DATASET EXTRACT:
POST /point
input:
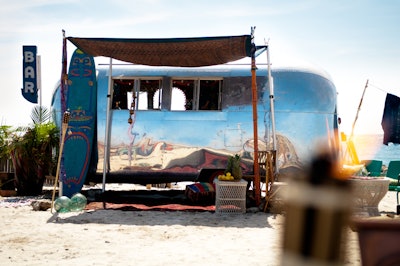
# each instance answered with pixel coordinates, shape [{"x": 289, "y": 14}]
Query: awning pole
[
  {"x": 271, "y": 103},
  {"x": 256, "y": 180},
  {"x": 107, "y": 130}
]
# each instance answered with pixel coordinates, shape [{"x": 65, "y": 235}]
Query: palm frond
[{"x": 40, "y": 114}]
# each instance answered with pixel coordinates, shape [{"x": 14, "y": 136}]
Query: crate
[{"x": 230, "y": 197}]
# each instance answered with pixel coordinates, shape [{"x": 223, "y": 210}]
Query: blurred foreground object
[
  {"x": 318, "y": 208},
  {"x": 379, "y": 241}
]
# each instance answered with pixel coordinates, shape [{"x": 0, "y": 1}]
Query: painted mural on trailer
[{"x": 168, "y": 121}]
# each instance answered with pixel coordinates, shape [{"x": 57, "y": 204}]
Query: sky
[{"x": 353, "y": 41}]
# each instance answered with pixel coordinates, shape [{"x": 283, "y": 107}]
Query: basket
[{"x": 230, "y": 197}]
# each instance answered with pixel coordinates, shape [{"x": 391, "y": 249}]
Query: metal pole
[
  {"x": 256, "y": 180},
  {"x": 39, "y": 76},
  {"x": 271, "y": 99},
  {"x": 108, "y": 120}
]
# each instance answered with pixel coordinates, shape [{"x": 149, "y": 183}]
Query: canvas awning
[{"x": 184, "y": 52}]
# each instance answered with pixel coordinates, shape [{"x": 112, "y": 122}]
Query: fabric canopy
[{"x": 184, "y": 52}]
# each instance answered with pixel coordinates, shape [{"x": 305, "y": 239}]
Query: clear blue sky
[{"x": 351, "y": 40}]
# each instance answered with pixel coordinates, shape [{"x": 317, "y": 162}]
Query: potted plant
[
  {"x": 7, "y": 186},
  {"x": 233, "y": 171},
  {"x": 33, "y": 152}
]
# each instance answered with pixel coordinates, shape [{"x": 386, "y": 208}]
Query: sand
[{"x": 114, "y": 237}]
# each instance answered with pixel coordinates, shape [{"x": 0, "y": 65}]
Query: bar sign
[{"x": 30, "y": 86}]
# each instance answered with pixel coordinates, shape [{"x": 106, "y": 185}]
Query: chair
[
  {"x": 393, "y": 172},
  {"x": 374, "y": 167},
  {"x": 267, "y": 166}
]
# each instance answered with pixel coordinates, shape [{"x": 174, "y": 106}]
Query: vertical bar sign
[{"x": 30, "y": 89}]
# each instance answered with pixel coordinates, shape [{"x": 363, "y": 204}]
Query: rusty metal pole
[{"x": 256, "y": 180}]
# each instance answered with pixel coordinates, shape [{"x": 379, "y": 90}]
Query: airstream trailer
[{"x": 171, "y": 124}]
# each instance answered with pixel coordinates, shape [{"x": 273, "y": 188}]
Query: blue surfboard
[{"x": 81, "y": 100}]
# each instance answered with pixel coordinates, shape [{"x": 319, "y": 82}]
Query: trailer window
[
  {"x": 196, "y": 94},
  {"x": 147, "y": 93}
]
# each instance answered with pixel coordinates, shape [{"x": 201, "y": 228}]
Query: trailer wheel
[{"x": 209, "y": 175}]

WORK TO COMPLETE:
Reproduce every record word for word. The copy must contain no pictures.

PROBLEM SOLUTION:
POST /point
input:
# each instance answered with pixel coordinates, shape [{"x": 289, "y": 14}]
Query: awning pole
[
  {"x": 271, "y": 103},
  {"x": 256, "y": 180},
  {"x": 107, "y": 130}
]
# each instance answered with pixel coordinates, shape [{"x": 65, "y": 235}]
Query: palm frond
[{"x": 40, "y": 114}]
# each instance answered with pixel coordinates, shape [{"x": 14, "y": 136}]
Query: crate
[{"x": 230, "y": 197}]
# each instance answered with pixel coordinates, shape [{"x": 223, "y": 210}]
Query: blurred foreground object
[
  {"x": 318, "y": 208},
  {"x": 379, "y": 241}
]
# each instance answered with pixel coordinates, shape [{"x": 0, "y": 1}]
Query: painted mural on trailer
[{"x": 168, "y": 121}]
# each instance answered with pixel coordinates, shape [{"x": 57, "y": 204}]
Query: sky
[{"x": 353, "y": 41}]
# each instance answered with pixel coordinates, shape [{"x": 283, "y": 107}]
Query: basket
[{"x": 230, "y": 197}]
# each instance answered with pixel coordinates, shape [{"x": 391, "y": 249}]
Query: metal pole
[
  {"x": 256, "y": 180},
  {"x": 39, "y": 76},
  {"x": 271, "y": 99},
  {"x": 108, "y": 120}
]
# each instance answered with pixel coordinates, shape [{"x": 149, "y": 183}]
Query: canvas awning
[{"x": 184, "y": 52}]
# each instance answered with pixel coordinates, shape [{"x": 112, "y": 122}]
Query: fabric canopy
[{"x": 184, "y": 52}]
# each instance answered with pixel coordinates, shape [{"x": 305, "y": 239}]
Query: clear blue sky
[{"x": 351, "y": 40}]
# each instance answered with pixel coordinates, shape [{"x": 317, "y": 162}]
Query: potted plant
[
  {"x": 7, "y": 186},
  {"x": 233, "y": 171},
  {"x": 33, "y": 152}
]
# each instance answered with pixel coordinates, shape [{"x": 386, "y": 208}]
Query: sand
[{"x": 114, "y": 237}]
# each instance answered with pixel coordinates, shape [{"x": 0, "y": 65}]
Query: bar sign
[{"x": 30, "y": 86}]
# each instance answered with pixel coordinates, shape [{"x": 106, "y": 185}]
Query: chair
[
  {"x": 393, "y": 172},
  {"x": 374, "y": 167},
  {"x": 267, "y": 166}
]
# each instance answered with pixel coordinates, shape [{"x": 174, "y": 106}]
Query: vertical bar sign
[{"x": 30, "y": 89}]
# each instance answered with pixel coordinates, shape [{"x": 363, "y": 204}]
Query: rusty metal pole
[{"x": 256, "y": 180}]
# each instance answered with pixel coordinates, shape [{"x": 379, "y": 90}]
Query: airstream trailer
[{"x": 171, "y": 124}]
# each instance answered with pixel coordinates, shape [{"x": 273, "y": 188}]
Query: blue surfboard
[{"x": 81, "y": 100}]
# each instance answered with pixel coordinates, shape [{"x": 319, "y": 82}]
Query: trailer window
[
  {"x": 196, "y": 94},
  {"x": 147, "y": 93}
]
# each instance answered with pixel coordinates, shape [{"x": 201, "y": 228}]
Query: trailer wheel
[{"x": 209, "y": 175}]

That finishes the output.